**What is needed:** Please keep pictures out and return the lines below exactly, from the one holding "Where can the white foam" through the last, both included.

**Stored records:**
————————

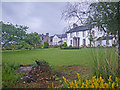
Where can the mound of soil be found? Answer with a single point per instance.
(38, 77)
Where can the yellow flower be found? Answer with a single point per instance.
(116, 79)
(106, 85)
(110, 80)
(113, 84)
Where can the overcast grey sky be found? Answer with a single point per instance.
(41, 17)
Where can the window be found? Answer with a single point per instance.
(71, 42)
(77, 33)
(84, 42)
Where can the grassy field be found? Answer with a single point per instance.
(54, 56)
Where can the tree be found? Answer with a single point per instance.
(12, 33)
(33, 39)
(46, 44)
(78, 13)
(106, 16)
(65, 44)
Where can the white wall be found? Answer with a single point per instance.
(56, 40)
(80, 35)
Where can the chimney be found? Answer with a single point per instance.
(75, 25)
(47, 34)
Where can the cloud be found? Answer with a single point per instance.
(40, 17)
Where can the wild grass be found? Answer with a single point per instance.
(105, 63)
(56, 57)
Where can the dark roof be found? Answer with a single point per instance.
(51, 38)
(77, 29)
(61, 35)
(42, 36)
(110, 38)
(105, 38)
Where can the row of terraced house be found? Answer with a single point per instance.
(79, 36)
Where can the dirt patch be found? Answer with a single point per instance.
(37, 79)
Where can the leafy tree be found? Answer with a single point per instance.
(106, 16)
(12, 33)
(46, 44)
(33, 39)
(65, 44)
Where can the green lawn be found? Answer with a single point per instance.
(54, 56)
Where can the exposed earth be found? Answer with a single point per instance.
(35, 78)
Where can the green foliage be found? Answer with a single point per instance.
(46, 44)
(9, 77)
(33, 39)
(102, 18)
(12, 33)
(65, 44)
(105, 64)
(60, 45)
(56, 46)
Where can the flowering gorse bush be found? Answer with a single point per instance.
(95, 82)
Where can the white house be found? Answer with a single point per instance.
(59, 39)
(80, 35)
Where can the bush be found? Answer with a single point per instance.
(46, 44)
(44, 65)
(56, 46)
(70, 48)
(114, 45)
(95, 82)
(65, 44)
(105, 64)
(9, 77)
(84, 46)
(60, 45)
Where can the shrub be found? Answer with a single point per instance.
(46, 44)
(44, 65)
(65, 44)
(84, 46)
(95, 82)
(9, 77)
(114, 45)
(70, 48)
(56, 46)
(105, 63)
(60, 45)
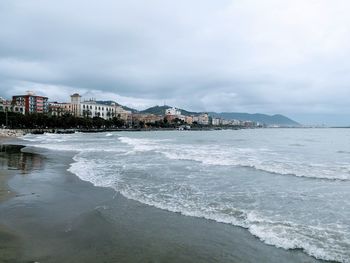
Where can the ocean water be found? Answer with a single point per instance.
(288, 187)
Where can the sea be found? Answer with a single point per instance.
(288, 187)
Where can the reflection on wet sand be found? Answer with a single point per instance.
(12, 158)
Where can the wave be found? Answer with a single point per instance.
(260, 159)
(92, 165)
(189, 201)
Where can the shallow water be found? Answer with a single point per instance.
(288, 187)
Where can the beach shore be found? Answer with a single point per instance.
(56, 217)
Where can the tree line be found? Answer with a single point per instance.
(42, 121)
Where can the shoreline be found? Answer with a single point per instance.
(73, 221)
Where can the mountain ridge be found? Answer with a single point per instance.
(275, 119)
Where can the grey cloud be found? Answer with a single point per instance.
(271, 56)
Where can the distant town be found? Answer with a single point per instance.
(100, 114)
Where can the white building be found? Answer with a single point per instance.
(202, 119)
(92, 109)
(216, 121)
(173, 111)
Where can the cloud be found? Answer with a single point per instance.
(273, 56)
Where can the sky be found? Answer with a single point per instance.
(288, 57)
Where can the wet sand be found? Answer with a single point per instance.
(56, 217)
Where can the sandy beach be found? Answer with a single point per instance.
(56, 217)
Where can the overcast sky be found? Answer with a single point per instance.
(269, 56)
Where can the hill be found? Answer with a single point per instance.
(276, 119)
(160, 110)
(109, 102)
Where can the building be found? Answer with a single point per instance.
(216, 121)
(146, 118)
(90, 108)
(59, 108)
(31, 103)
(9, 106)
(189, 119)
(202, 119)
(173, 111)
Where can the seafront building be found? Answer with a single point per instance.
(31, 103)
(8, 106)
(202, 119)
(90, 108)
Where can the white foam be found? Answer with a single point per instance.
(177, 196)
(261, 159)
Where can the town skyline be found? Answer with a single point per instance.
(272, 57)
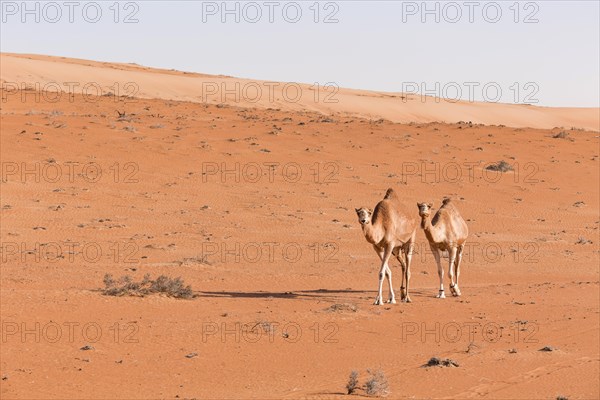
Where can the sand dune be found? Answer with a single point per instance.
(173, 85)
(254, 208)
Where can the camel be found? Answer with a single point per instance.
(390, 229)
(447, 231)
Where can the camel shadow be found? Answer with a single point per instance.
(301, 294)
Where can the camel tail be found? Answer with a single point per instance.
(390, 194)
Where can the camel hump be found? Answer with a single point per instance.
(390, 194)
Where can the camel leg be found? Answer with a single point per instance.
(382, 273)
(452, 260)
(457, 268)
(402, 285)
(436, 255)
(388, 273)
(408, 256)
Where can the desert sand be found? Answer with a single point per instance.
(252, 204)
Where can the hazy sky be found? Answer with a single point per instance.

————————

**Answer to this task:**
Where can the white foam be found? Answer with a single point per instance.
(177, 196)
(261, 159)
Where can the town skyline be found? Answer with a single point per instance.
(272, 57)
Where can the sand dune be found? Answer with a single point per instance.
(173, 85)
(254, 208)
Where can the camel be found? Answer with a single point per instance.
(390, 229)
(447, 231)
Where can the camel shadow be found? Answer with a single point per instance.
(301, 294)
Where can the camel tail be found? Answer with a single point per instance.
(390, 194)
Where can the camel hump be found? Answer with a single point per instance.
(390, 194)
Where can the camel leg be found? Answer with a single point per instance.
(382, 273)
(452, 260)
(457, 268)
(402, 285)
(436, 255)
(388, 273)
(408, 256)
Where can the desert sand be found? Answer with a single point per instance.
(252, 204)
Where can the hazy sky be found? Answer with a single point per instance.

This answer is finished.